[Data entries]

[Start of section]

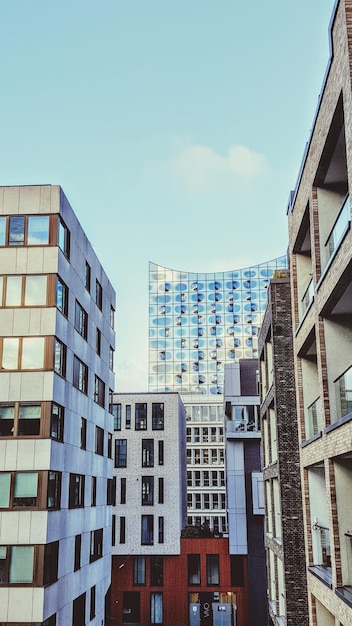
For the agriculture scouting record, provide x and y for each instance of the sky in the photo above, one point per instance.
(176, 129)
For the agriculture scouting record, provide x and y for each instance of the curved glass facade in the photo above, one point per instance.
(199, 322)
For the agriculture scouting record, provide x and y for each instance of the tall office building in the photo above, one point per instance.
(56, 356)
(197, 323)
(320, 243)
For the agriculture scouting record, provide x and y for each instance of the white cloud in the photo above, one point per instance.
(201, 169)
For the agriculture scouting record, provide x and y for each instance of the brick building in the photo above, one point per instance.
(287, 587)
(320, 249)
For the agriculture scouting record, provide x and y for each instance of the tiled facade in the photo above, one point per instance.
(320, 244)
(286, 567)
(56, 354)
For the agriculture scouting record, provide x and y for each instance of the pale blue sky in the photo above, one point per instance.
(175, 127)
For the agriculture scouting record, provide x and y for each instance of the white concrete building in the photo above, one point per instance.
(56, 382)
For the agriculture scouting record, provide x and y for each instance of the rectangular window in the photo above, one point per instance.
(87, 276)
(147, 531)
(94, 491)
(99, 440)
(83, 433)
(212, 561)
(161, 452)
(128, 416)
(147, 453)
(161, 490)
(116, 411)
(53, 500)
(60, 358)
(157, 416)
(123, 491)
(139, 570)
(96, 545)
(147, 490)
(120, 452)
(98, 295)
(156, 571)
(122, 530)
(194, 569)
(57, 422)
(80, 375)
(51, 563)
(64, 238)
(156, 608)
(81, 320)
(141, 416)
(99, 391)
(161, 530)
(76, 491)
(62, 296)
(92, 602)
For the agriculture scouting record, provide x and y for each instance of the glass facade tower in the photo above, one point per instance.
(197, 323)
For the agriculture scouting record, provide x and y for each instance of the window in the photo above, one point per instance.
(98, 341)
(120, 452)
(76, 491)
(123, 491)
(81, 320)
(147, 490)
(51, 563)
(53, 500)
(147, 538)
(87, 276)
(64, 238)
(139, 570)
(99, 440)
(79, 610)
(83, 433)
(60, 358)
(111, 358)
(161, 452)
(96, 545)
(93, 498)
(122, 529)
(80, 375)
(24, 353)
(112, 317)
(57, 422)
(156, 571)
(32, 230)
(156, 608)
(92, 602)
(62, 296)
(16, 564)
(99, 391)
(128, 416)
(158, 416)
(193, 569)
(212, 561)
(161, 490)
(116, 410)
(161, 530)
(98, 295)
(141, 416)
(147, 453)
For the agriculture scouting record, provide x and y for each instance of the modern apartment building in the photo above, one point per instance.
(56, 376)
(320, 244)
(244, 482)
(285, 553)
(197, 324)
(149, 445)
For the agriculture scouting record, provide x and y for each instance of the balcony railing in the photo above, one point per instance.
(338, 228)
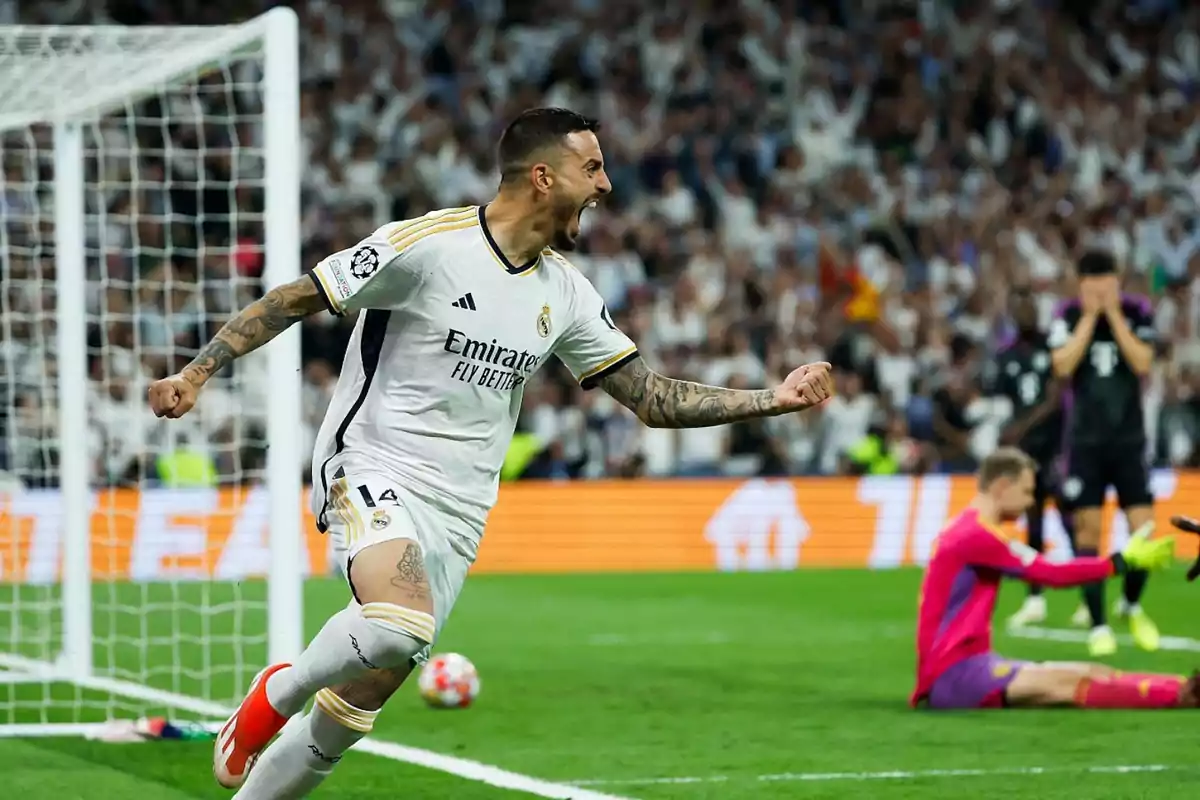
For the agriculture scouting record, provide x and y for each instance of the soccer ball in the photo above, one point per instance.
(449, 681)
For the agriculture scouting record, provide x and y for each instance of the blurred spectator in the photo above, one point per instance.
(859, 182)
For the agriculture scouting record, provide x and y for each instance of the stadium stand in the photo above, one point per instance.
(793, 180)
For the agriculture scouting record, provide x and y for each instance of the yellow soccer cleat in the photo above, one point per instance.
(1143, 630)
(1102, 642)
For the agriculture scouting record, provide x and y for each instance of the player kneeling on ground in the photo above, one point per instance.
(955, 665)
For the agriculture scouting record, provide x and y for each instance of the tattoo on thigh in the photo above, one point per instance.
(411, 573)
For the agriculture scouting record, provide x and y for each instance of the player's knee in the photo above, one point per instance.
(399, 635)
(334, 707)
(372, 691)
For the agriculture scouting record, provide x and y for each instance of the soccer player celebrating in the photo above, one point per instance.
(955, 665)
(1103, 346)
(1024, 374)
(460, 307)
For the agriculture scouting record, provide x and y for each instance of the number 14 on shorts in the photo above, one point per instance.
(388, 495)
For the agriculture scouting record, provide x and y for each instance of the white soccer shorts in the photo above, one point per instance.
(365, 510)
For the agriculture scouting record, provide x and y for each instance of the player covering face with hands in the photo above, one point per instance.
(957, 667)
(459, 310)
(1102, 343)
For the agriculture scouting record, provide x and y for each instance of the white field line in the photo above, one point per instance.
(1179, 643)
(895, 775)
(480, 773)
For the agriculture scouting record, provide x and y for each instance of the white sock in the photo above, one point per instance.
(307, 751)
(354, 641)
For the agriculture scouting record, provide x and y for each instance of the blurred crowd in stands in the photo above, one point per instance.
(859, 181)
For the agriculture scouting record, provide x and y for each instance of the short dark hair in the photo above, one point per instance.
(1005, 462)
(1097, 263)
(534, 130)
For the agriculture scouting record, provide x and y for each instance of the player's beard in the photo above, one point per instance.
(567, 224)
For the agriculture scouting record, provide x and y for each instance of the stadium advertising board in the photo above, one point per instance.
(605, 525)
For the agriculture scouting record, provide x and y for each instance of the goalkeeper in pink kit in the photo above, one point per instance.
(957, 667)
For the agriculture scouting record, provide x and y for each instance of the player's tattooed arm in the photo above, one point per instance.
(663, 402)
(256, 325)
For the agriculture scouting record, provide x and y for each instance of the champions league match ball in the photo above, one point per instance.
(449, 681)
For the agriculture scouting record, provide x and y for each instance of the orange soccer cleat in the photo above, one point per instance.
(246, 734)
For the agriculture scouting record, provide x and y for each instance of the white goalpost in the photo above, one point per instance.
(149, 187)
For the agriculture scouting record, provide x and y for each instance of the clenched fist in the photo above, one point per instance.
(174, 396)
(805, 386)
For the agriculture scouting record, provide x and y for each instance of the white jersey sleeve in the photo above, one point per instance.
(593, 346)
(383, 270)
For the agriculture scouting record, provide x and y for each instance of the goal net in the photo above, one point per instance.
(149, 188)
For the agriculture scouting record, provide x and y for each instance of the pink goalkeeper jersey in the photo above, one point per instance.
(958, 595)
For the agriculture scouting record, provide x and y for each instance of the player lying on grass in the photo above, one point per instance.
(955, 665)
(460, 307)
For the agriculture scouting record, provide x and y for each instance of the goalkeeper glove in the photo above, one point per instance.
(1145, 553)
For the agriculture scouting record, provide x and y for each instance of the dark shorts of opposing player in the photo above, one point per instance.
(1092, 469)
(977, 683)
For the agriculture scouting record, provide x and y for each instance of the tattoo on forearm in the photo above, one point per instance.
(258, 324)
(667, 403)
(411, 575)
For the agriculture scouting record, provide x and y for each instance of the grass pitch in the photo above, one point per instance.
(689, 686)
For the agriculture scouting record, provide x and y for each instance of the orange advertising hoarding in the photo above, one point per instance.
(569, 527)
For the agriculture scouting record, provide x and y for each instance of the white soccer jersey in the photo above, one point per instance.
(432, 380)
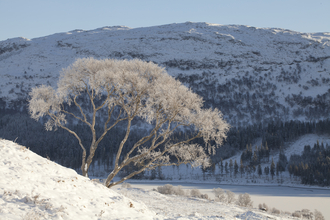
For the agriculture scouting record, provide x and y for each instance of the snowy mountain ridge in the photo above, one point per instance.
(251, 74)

[End of section]

Problem to solve: A word-for-word copy of the entries above is needed, with every picture dropped.

Response:
For the agriculture scouting record, provide x and y for each instance of the sky in the photo above, one point per instance.
(176, 129)
For the agriculture scouting record, provide x and y for each instance of the curved glass facade in the photo above, one point per instance.
(199, 322)
For the agriculture scouting record, provide x and y for each instance of the tall office building in the photo above, one point per instance.
(56, 356)
(197, 323)
(320, 243)
For the agriculture scouting record, provide x and y for each instance of the white cloud in the photo above, one point per instance.
(201, 169)
For the agriculture scouting record, provide x and y for each instance of the brick building in the photo above, one point per instance.
(287, 587)
(320, 249)
For the agriculture scouting record, provide x and y for each instance of the tiled facade in the photo above, one point per instance.
(320, 244)
(286, 567)
(56, 354)
For the agriculture scouting record, provide x and y for each instance of the pale blue sky in the photo above, one point per instance.
(175, 127)
For the agriculture scouting record, provide x and y for each instance of the white concrete building in the photo above, one point per instance.
(56, 382)
For the agriculture scouting record, provide x and y for each instance of the rectangular window in the photo above, one point per instance.
(87, 276)
(147, 531)
(94, 491)
(99, 440)
(83, 433)
(212, 561)
(161, 452)
(128, 416)
(147, 453)
(161, 490)
(116, 411)
(53, 500)
(60, 358)
(157, 416)
(123, 491)
(139, 570)
(96, 545)
(147, 490)
(120, 452)
(98, 295)
(156, 571)
(122, 530)
(194, 569)
(57, 422)
(80, 375)
(51, 563)
(64, 238)
(156, 608)
(81, 320)
(141, 416)
(99, 391)
(161, 530)
(76, 491)
(62, 296)
(92, 602)
For the agriculture scouting record, provide x and y for each instance of the glass facade tower in the photo above, one point per instance.
(197, 323)
For the agriculture scouting record, provide x and y for each instance of the window in the photo above, one point per instance.
(98, 341)
(120, 452)
(76, 491)
(123, 491)
(81, 320)
(147, 490)
(51, 563)
(53, 500)
(147, 538)
(87, 276)
(64, 238)
(139, 570)
(99, 440)
(79, 610)
(83, 433)
(60, 358)
(111, 358)
(161, 452)
(96, 545)
(93, 498)
(122, 529)
(80, 375)
(24, 353)
(112, 317)
(57, 422)
(156, 571)
(32, 230)
(156, 608)
(92, 602)
(62, 296)
(16, 564)
(99, 391)
(128, 416)
(158, 416)
(193, 569)
(212, 561)
(161, 490)
(116, 410)
(161, 530)
(98, 295)
(141, 416)
(147, 453)
For the agriculture scouting record, provide x and y for each instance of the modern apartment building in the photo above, one point per instance.
(56, 376)
(320, 244)
(244, 482)
(285, 553)
(197, 324)
(149, 445)
For the agriculture scouting record, provide x and y for each instance of the balcony railing in the photo above, one point per instance.
(338, 228)
For the agriculture scouting record, provide x and y for each instance of the soccer ball in the photo above, one point per instance.
(449, 681)
For the agriculture scouting record, provide x and y for each instance of the blurred spectator in the photo above, one point per instance.
(859, 182)
For the agriculture scouting record, provide x and y for each instance of the stadium stand in the photo above, one point per instance.
(793, 180)
For the agriculture scouting record, provide x and y for each instance of the yellow soccer cleat in the photo above, one point per instance.
(1143, 630)
(1102, 642)
For the agriculture scouting record, provide x and y for each instance of the player kneeling on ground in the photo above, one point per instance.
(955, 665)
For the agriculture scouting record, provide x and y for each instance of the tattoo on thigh in the photo above, one point per instance.
(411, 573)
For the agriculture scouting record, provide x and y for each instance of the player's knee in the photo above, one point per instance.
(399, 635)
(334, 707)
(372, 691)
For the agriculture scouting record, provide x and y for each instance of the soccer player celebrating in the photo above, one point per instance.
(955, 665)
(1103, 346)
(1024, 374)
(460, 307)
For the agriculture scouting record, provide x and y for each instance of the number 14 on shorts in the photo above, one point per instance.
(388, 495)
For the agriculture scouting record, provide x and y for each instance of the white soccer shorts in the photo above, one point per instance.
(365, 510)
For the agriculture scouting record, provide x and y for each instance of the player covering face with hands in the photo above, one point per instance.
(957, 667)
(459, 310)
(1102, 343)
For the agriculture scouting record, provide x and y for each instance of the white field line in the photo above, one point per instance.
(1179, 643)
(895, 775)
(480, 773)
For the agriculture scouting record, provide x and y for each instance of the white sock in the photo above, one point per instance.
(307, 751)
(354, 641)
For the agriculture scouting record, provide x and y for each instance of the blurred crowd in stands in the photo above, one point per instance.
(859, 181)
For the agriculture scouting record, provide x and y for each instance of the short dark hair in the photo above, one point per instance.
(1005, 462)
(1097, 263)
(534, 130)
For the agriculture scouting record, provide x and y for each instance of the player's beard in the photo above, one point per instance.
(567, 224)
For the agriculture scouting record, provide x and y for each instance of the stadium advertising board in the photo above, one point per instance.
(605, 525)
For the agriculture scouting record, provide x and y for each instance of the goalkeeper in pink kit in the photo above, one point per instance.
(957, 667)
For the agriculture scouting record, provide x and y for each instance of the player's tattooed arm in the photo above, one point per instance.
(663, 402)
(256, 325)
For the agriculture scouting record, provide x and y for each instance of the champions league match ball in the photo above, one point per instance.
(449, 681)
For the agriculture scouting record, provide x and y for each instance of the orange soccer cleat in the photo above, one point per instance.
(246, 734)
For the agriculture scouting record, provide x and y for each instance of the white goalpost in the photo above, one point per instance.
(149, 187)
For the agriculture scouting record, provide x and y for each instance of the clenched fist in the photo above, one point per instance.
(174, 396)
(805, 386)
For the agriculture scouting record, provide x and y for each instance of the white jersey sleeve in the photo above, one point per instance.
(593, 346)
(383, 270)
For the agriculture scouting record, provide x and y for each instance of the goal net in the photo above, one point per instance.
(149, 188)
For the agriculture scouting record, provide x and y for each instance of the pink goalkeeper jersey in the photo above, one point per instance.
(958, 595)
For the agriculture scouting record, provide x and y for each instance of the player lying on grass in the photo above, one point per instance.
(955, 665)
(460, 307)
For the agriculture scouting record, provide x and y for each instance of the goalkeeper glove in the photo above, one point per instance.
(1145, 553)
For the agriculture scouting record, provide x and y for each instance of the dark shorts of opposing player in the photo above, one point per instance.
(1092, 469)
(977, 683)
For the agriculture scouting record, provide x and y for each instance of the tattoo on forearm in the photo above, one point per instance.
(258, 324)
(667, 403)
(411, 575)
For the agriculture scouting record, provide x and y for each instance of the grass pitch in the photo above, one point per instance.
(689, 686)
For the agriculture scouting record, provide x and y for each instance of the orange advertising hoarding in the photo above, one point per instance.
(569, 527)
For the agriculture scouting record, provide x and y for each instance of the white soccer jersey in the photo above, one point per instance.
(432, 380)
For the agriculture scouting record, provide x and y for each instance of the snowy mountain ridge in the photo above, one point per instance.
(251, 74)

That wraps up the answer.